Dataset excerpts:

========

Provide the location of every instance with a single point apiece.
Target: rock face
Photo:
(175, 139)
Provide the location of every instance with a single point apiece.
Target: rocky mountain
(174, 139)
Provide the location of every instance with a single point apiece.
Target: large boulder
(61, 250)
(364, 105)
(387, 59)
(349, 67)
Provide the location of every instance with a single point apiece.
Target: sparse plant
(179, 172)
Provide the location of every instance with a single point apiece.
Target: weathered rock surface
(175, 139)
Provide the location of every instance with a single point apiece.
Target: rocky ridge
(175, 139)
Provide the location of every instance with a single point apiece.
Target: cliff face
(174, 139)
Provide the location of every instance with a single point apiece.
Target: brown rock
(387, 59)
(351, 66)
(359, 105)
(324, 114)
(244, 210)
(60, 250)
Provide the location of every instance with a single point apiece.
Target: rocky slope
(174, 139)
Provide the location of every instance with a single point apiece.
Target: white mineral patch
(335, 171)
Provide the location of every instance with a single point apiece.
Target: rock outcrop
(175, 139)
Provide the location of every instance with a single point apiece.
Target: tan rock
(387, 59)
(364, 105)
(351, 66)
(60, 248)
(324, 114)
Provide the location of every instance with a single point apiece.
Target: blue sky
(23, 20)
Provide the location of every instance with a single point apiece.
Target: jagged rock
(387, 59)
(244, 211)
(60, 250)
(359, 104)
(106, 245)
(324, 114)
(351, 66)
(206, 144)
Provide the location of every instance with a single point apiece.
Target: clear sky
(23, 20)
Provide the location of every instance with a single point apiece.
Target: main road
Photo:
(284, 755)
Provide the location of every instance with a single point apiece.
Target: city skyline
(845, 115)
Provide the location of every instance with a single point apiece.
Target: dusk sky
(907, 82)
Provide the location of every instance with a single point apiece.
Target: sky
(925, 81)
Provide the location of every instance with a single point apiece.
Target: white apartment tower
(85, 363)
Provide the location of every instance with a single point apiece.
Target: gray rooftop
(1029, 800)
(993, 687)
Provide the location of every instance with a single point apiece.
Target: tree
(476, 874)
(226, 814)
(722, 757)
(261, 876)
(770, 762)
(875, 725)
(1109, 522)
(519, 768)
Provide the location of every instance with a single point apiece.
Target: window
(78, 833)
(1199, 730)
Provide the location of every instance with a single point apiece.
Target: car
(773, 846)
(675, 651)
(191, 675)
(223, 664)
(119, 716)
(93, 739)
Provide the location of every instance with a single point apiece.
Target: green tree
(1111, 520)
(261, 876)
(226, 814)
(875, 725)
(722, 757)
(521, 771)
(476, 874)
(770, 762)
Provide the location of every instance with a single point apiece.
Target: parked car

========

What is needed →
Using the data above, extract exactly the lines from the one that holds "Target: jagged rock" to the one that holds "Target: main road", both ends included, and no others.

Task output →
Target: jagged rock
(387, 59)
(244, 211)
(60, 250)
(359, 104)
(106, 245)
(324, 114)
(351, 66)
(206, 144)
Provide the location of every instance with a single point apiece.
Target: clear sky
(23, 20)
Provide the location of every instance with a single point apiece.
Target: main road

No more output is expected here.